Prompt: Could you render every line of the records below as a Markdown table with the columns "Row" and "Line," skipping any blank lines and leaving the pictures out?

Material for this exercise:
** START **

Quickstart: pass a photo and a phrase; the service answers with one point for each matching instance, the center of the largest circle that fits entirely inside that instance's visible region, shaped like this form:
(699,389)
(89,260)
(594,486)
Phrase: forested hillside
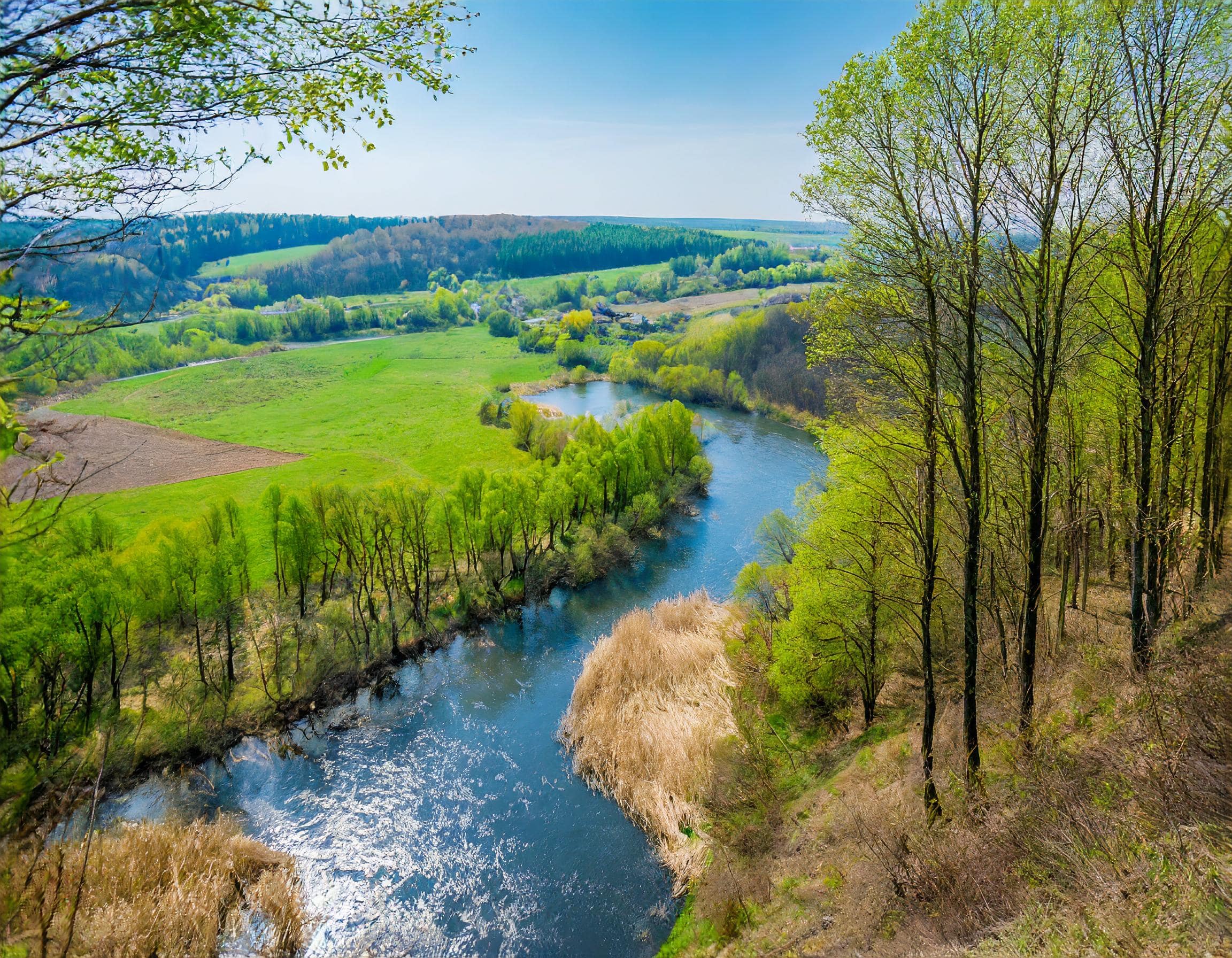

** END **

Result for this task:
| Row | Line |
|---|---|
| 1 | Quickstart: pass a photo and a phrase; the service answers with one point for each matching instance, the center of the largest circle that fits entirely inside that instance's visible region, shaped like this form: |
| 2 | (699,389) |
| 3 | (89,260) |
| 4 | (594,486) |
| 5 | Phrase: forested hillside |